● SELECTION
++++++++++

Want a taste of downtown's dining scene and history? Try Fort Wayne Food Tours

When Randy Harter and his daughter, Sarah Arnold, visit new cities with their spouses, they like to take food tours.

“It kind of gives you a VIP tour of the city,” Arnold says. “A lot of times, the chefs or restaurant management will come out and talk to you, so you get the local flavors and history.”

Staff at the Hoppy Gnome tells the Food Tour about the restaurant's menu and history.

But to their surprise, the father-daughter duo realized about three years ago that Fort Wayne was lacking a food tour of its own.

While the Summit City had a growing number of premier local restaurants downtown, it didn’t have a way to showcase its evolving foodie culture, so they took it upon themselves to fill the gap.

Today, in their third year of operation, their business called Fort Wayne Food Tours takes groups of 8-12 guests to a handful of restaurants downtown to get a taste of the Summit City’s dining scene and learn about its local history while they’re at it.

Harter, right, jokes with guests on a Saturday food tour.

A historian by nature, Harter retired from his career in sales and marketing about eight years ago and has since been using his spare time to delve into his hobby. He’s written three books on Fort Wayne history, founded the Fort Wayne History Roundtable, and become a docent on the Sweet Breeze canal boat.

Between writing his first and second history books, his wife suggested teaming up with their daughter to launch Fort Wayne Food Tours as a creative outlet for his extensive knowledge.

“It’s that simple,” Harter says.

His daughter, Arnold, runs her own digital marketing company called Socially Seasoned. Since she and Harter launched Fort Wayne Food Tours, she’s taken over the behind-the-scenes roles on its website and social media, while he leads the tours downtown.

Sarah Arnold, left, and her father, Randy Harter run Fort Wayne Food Tours.

Each year, on Saturdays from April to October, Fort Wayne Food Tours takes guests on a 3.5-hour, 1.25-mile loop of the city center, stopping at four local eateries along the route. The 2019 lineup includes Don Hall’s Gas House, the Hoppy Gnome, Proximo, and DeBrand Fine Chocolates.

++++++++++

● SET TASKS
(1) From the food tour article, return the passage that begins at the words "Between writing his" and stops after the words "his extensive knowledge.".
(2) Answer these questions using the food tour article:
(a) How many books on Fort Wayne history has Harter written?
(b) What is the name of Arnold's digital marketing company?
(c) How long does each tour last?
(3) Continue the article on Fort Wayne Food Tours from its last sentence.

● GIVEN DATA
++++++++++

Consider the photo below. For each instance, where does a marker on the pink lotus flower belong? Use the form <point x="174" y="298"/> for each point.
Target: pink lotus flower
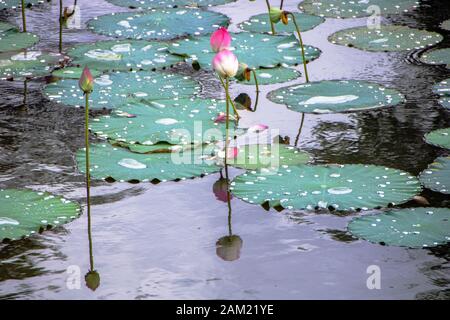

++++++++++

● EXERCISE RESULTS
(1)
Between writing his first and second history books, his wife suggested teaming up with their daughter to launch Fort Wayne Food Tours as a creative outlet for his extensive knowledge.

(2)
(a) Three
(b) Socially Seasoned
(c) 3.5 hours

(3)
While some of the stops change from year-to-year as new restaurants open, Harter says one thing that remains the same is the food tour’s starting point at Don Hall’s Gas House on the banks of the St. Marys River.

Staff at Proximo tells the Food Tour about the restaurant's focus on Latin faire.

When Harter began the food tours, the Gas House was the first restaurant he approached because it had a spacious parking lot. Since then, its support of his concept and its unique role in local history have solidified its spot on the list.

The Halls family opened their first restaurant in Fort Wayne in 1946, Harter notes. Since then, they’ve opened about 10 restaurants in the Fort Wayne area, including the Gas House in 1957.

“The building was built in 1908,” Harter says. “The reason it’s called the Gas House is because this property here, including the parking lot, used to be a gas plant where they actually manufactured gas, primarily for lighting and for cooking.”

Harter shares the history of Hall's Gas House.

Along with a deep dive into the history of downtown’s hot spots and historic buildings, Fort Wayne Food Tours also offers its guests larger-than-average size portions of food.

“Compared the food tours I’ve been on, you’ll find that all four of our restaurants overfeed us,” Harter says. “They’re very generous, and I think that’s just part of the way Fort Wayne is.”

For a $60 ticket, guests get hearty samplings of local delicacies, starting with a plate of filet minion, sautéed mushrooms, and mashed potatoes with garlic butter at Hall’s—complete with a glass of red wine. Gratuity is included in the tour’s ticket price, but all additional alcoholic beverages must be purchased separately.

The Food Tour starts at Halls with a plate of filet minion, sautéed mushrooms, and mashed potatoes with garlic butter as well as a sampling of red wine.

Valerie Richardson, who was hosting her sister from Indianapolis for the weekend, tried Fort Wayne Food Tours on a whim in early June. What she discovered was a one-of-a-kind experience that rivaled tours she had taken in bigger cities.

“I’ve been on a lot of food tours, and this one is surprisingly excellent,” Richardson says. “I know lots of people locally who have out of town guests, and wonder: What should we do with them? We never think to say: ‘Oh, there’s a great local food tour.’”

A serving of appetizers at the Hoppy Gnome.

Even so, while Harter says he originally thought most of his tour guests would be out-of-towners, he’s found that about 85 percent of them live in the Fort Wayne area. Often, they’re looking for a chance to rediscover their hometown, he says.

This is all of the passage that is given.